_TEXT BLOCK_:
First of all, be original
The marketers who fear AI the most are the ones churning out forgettable content. Remember, AI is a multiplier: it amplifies whatever you’re already doing. If your brand is boring, AI will just make it boring faster. However, if your brand stands for something tangible, AI helps you amplify that message. Your real job is to make a product (or story) worth talking about, and AI can’t give you that. However, it can help you package, polish, and share that story faster than ever.
Don’t copy-paste whatever the AI spits out. Always personalize or refine its outputs based on your expertise and voice. The fastest way to stand out is to insert your own stories, case studies, or client experiences into AI-generated drafts. Machines can’t replicate your lived experience, so share it! That’s the X factor that all successful content has to include, especially when it’s so easy for your competitors to generate lots of low-quality content with AI.
Practice prompting
When it comes to AI, you get out what you put in. Some brands struggle to leverage this awesome technology because they aren’t familiar with how to prompt AI chatbots. While you can pay for a course that tells you how to do this, the scrappy (and free) way to learn is through practice.
Work with a free version of ChatGPT to generate keyword ideas, blog topics, or email templates for you to customize. If the output isn’t exactly what you’re looking for, don’t give up. Refine your instructions and tell the chatbot to try again. Over time, you’ll realize what information it needs from the start to generate an output that’s actually usable.
Pro tip: once you find a prompt that works, save it. Create a Notion note, Excel sheet, or Google Doc to remember these prompts for later.
Experiment with repurposing
AI shines when you ask it to reformat or repurpose content you’ve already created. This not only saves you time but also ensures your voice stays intact since the starting point is already you.
For example, do you already have a webinar, podcast, or long-form article? Feed the transcript into AI and ask it to summarize the key points for social media captions, newsletter blurbs, or even video scripts. This approach saves time without sacrificing your voice.
Use AI as your brainstorming buddy

Instead of staring at a blank page, use AI to get unstuck. Ask for 10 interesting video script hooks, or three different angles for an article. The magic isn’t in the AI’s output itself, but how it jogs your creativity and sparks ideas you can run with. Think of it as having a junior copywriter who never complains about late-night brainstorms.

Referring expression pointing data
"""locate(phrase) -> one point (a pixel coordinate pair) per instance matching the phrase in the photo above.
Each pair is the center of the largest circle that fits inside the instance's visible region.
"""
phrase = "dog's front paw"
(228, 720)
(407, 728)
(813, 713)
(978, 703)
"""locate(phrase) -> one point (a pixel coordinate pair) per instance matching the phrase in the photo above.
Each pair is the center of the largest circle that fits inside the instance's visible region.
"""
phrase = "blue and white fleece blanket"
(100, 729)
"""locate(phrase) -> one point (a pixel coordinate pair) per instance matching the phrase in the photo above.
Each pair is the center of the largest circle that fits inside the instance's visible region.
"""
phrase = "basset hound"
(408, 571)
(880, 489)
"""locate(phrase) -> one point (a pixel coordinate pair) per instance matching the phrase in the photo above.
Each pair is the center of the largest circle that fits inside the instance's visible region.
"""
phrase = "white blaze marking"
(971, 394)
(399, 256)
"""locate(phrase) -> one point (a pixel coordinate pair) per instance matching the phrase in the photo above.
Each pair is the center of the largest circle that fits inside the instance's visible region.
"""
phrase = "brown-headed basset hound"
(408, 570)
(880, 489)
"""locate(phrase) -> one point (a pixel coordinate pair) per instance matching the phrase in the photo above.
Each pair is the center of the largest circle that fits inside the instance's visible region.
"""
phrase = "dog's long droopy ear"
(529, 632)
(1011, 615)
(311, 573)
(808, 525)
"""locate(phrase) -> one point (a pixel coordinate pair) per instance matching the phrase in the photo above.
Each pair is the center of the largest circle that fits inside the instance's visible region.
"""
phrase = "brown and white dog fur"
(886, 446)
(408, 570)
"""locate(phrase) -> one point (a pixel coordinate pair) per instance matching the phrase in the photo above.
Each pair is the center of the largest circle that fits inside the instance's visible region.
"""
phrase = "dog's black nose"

_TASK A_: In the article on using AI in marketing, what should you do once you find a prompt that works?
_TASK B_: List every section heading in the article on using AI in marketing.
_TASK C_: Pick up the article on using AI in marketing after its final sentence and continue it.

_EXERCISE ANSWER A_: Save it in a Notion note, Excel sheet, or Google Doc so you can use it later.

_EXERCISE ANSWER B_: First of all, be original; Practice prompting; Experiment with repurposing; Use AI as your brainstorming buddy

_EXERCISE ANSWER C_:
Fact-check relentlessly
AI sometimes “hallucinates” details that sound real but aren’t. To avoid publishing misinformation, treat AI’s suggestions as a first draft. Verify claims, double-check statistics, and layer in your own expertise before publishing.
In my experience, chatbots like ChatGPT are the worst offenders here. When accuracy matters, use a tool like Perplexity, which backs up all of its claims with sources that are easy to double-check and cite.
Let AI handle the grunt work
Captions, transcripts, keyword lists—AI eats this stuff for breakfast. Offload the repetitive, time-sucking tasks so you can spend your energy on higher-level strategy and creativity. Just remember to review and polish the results before sharing or publishing them.
The bottom line on using AI for content
AI is an accelerant that, used well, can give you back precious hours, clear mental clutter, and help you take action on ideas that matter. Still, speed without substance is just noise.
That’s why the brands that will thrive in this AI moment are the ones that pair machine efficiency with human originality. So, yes, lean on AI for outlines, captions, research, or testing. Let it handle the busywork. But when it comes to trust, storytelling, and the spark that makes people care, that’s still your domain. In the end, AI won’t replace great marketers, writers, or creators. It’ll just make the great ones even better and the mediocre ones easier to ignore.